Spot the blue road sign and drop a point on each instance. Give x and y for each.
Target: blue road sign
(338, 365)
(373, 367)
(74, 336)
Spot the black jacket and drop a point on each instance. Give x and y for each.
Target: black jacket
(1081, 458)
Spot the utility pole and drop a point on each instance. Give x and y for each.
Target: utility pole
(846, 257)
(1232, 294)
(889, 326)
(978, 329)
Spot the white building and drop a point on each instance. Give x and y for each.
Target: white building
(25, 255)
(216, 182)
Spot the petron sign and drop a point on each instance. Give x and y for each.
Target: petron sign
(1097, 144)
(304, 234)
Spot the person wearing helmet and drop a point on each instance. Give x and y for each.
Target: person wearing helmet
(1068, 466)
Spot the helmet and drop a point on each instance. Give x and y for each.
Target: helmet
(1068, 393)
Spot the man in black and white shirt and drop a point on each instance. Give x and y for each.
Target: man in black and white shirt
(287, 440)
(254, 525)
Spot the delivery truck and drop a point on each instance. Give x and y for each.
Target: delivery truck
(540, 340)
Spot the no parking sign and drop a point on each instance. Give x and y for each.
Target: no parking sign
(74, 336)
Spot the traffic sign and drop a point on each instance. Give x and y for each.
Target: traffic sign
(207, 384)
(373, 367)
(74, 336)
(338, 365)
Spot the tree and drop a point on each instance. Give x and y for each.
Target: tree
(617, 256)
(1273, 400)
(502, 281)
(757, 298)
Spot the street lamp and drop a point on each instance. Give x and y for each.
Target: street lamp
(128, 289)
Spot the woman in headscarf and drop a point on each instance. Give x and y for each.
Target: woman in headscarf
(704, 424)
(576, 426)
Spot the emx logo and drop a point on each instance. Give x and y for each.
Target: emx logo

Work request:
Scan the material above. Return every line containing the string "logo".

Answer to this problem:
Spot the emx logo and drop a point on each instance. Give x and y for each.
Target: emx logo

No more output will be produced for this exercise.